DOCUMENT EXCERPT:

Not long before Pigeon's party set out, an Indian force organized by Gaulin and Saint-Castin arrived in the area north of Annapolis Royal, with instructions to harass and ambush the British when the opportunity presented itself. The exact size and composition of this force is not known with precision. Vetch reported it to be 150, but other sources reported it to be as low as 50 men. Many historians report that the force was composed of Abenakis,[1][3] although Geoffrey Plank and others claim that the force also included some Mi'kmaq.[15][16] Lieutenant Paul Mascarene perceived for a time that some local Acadians might have been involved, but thought this unlikely after learning of its recent arrival (literally the day before, according to one account) in the area.[1][16][17] The identity and ethnicity of its leader is also uncertain; Governor Philippe de Rigaud, Marquis de Vaudreuil reported that it was led by someone named l'Aymalle.[18]
The New Englanders departed Annapolis Royal on 10/21 June in a whaleboat and two flatboats, going up the Annapolis River.[1][16] Because they were delayed by the tide, word of the force's departure preceded them, giving the Indians time to set up an ambush near the mouth of what now is known as Bloody Creek. The whaleboat was faster on the water, and was about a mile (1.6 km) ahead of the flatboats when it reached the ambush site. The surprise was complete: all but one of the whaleboat's men were killed. Hearing the gunfire, the flatboats hurried to catch up, and carelessly made directly for the whaleboat. This exposed them to fire from Indians on the shore, and they suffered significant casualties before the New Englanders were surrounded and the survivors surrendered.[16] Sixteen of Pigeon's men were killed and the rest, nine of which suffered injuries, were captured, including Pigeon himself. After being taken into captivity, Pigeon was forced to pay 800 livres for his ransom.[3]
The victory at Bloody Creek rallied the local Indians, and prompted many of the Acadians who were nominally under British protection to withdraw to the north.[19] Soon thereafter a force of approximately 600 men, including Acadians, Abenaki, and Mi'kmaq, gathered and blockaded Fort Anne under the leadership of Gaulin and Saint-Castin. The defending garrison was small, but the attackers had no artillery and were thus unable to make an impression on the fort,[3] and the fort was still accessible by sea.[19] Gaulin went to Plaisance in Newfoundland for supplies and equipment to advance the siege; Governor Philippe Pastour de Costebelle sent a ship loaded with supplies, but it encountered a large British fleet and was captured.[1] That same expedition abandoned its goal of attacking Quebec when eight of its ships were lost on the shores of the Saint Lawrence River; Vetch, who had accompanied the expedition as a leader of the provincial troops, returned to Annapolis Royal with 200 provincial soldiers, after which the besiegers withdrew.[20]
Annapolis Royal remained in British hands for the remainder of the war, but the Acadians and local Indians continued to resist the British presence after peace was reached and Acadia was formally ceded to Britain with the 1713 Peace of Utrecht.[21] This resistance was motivated by a French desire to recover Acadia and by the concerns of the Abenaki and Mi'kmaq, who had not been parties to Utrecht, to British colonial encroachment on their lands after the war ended. British disputes with the Indians led to Dummer's War in the 1720s; it was fought primarily in northern New England, but British colonial settlements in Nova Scotia were also attacked.[22] The disputes between the French and British over Acadia and Nova Scotia were not resolved until the British victory in the Seven Years' War and the expulsion of the Acadians in the 1750s.[23] The site was again the scene of battle during the Seven Years' War,[24] and has been designated by the Canadian government as a National Historic Sites of Canada.[25]

WHAT YOU SHOULD DO:
Answer from the Bloody Creek account:
1. How much was Pigeon forced to pay for his ransom?
2. About how many men gathered to blockade Fort Anne?
3. In which decade was Dummer's War fought?

PROVIDED RECORDS:

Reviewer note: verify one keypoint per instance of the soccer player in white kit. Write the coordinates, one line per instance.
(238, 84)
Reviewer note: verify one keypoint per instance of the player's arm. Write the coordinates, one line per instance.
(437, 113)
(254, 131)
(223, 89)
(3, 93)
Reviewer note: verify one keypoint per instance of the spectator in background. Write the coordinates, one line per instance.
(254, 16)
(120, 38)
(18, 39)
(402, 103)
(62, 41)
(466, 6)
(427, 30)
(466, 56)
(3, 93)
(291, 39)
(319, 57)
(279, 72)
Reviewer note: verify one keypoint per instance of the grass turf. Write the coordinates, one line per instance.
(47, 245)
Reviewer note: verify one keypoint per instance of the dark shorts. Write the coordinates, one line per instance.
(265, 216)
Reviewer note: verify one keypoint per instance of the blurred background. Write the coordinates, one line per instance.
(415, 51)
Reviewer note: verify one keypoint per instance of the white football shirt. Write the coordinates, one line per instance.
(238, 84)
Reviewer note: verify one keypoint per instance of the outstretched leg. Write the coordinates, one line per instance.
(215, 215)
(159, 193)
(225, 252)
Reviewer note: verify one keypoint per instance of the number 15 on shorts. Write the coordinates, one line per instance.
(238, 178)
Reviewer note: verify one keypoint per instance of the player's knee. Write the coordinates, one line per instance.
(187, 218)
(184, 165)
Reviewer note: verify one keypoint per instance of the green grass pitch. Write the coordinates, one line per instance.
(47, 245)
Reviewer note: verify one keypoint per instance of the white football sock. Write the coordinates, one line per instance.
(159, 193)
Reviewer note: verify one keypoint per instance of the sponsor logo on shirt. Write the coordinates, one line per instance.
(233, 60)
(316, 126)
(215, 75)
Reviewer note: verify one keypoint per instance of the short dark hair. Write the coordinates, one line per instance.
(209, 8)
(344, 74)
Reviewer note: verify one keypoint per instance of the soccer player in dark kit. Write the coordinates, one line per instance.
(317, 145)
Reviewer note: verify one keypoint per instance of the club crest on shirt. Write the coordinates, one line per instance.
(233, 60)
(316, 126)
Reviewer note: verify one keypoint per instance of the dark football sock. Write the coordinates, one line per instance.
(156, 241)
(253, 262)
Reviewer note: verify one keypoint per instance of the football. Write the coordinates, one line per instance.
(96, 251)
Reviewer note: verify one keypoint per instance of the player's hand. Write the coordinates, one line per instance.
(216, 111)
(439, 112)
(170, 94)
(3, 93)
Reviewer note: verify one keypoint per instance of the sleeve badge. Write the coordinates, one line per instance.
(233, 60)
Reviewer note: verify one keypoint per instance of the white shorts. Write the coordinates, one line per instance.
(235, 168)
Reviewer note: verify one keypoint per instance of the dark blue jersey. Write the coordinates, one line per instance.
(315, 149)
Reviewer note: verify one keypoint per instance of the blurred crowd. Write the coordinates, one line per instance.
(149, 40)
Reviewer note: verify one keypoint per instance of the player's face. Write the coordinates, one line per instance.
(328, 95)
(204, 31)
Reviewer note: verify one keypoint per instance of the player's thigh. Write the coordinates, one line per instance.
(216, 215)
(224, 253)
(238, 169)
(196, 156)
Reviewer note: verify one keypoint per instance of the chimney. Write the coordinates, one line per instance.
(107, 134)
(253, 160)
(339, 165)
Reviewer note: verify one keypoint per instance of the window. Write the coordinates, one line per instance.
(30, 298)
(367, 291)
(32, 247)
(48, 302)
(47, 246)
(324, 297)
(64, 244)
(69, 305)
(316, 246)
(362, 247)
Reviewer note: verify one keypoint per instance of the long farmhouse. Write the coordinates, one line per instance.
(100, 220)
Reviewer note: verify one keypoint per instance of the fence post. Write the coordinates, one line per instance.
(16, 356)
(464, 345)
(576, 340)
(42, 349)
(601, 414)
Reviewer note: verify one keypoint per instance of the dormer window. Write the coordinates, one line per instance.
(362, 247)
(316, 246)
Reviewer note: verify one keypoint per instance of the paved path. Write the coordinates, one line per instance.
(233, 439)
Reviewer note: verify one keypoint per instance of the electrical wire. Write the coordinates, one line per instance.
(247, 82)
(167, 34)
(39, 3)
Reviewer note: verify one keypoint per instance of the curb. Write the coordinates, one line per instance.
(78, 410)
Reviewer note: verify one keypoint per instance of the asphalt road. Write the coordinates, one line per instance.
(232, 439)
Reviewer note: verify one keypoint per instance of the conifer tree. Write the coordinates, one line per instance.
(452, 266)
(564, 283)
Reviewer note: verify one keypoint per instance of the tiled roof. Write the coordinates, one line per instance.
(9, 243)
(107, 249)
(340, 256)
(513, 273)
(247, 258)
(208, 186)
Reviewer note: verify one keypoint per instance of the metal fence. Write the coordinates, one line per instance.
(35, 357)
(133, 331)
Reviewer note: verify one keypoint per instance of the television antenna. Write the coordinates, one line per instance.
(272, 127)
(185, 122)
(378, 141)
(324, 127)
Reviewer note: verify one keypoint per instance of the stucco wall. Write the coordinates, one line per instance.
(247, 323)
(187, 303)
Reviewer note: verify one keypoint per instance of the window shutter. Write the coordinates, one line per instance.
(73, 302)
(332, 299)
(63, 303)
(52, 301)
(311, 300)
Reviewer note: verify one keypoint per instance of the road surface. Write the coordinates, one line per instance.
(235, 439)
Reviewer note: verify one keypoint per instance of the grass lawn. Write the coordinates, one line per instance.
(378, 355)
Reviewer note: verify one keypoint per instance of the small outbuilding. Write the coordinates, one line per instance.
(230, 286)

ANSWER TO THIS TASK:
1. 800 livres
2. Approximately 600 men
3. The 1720s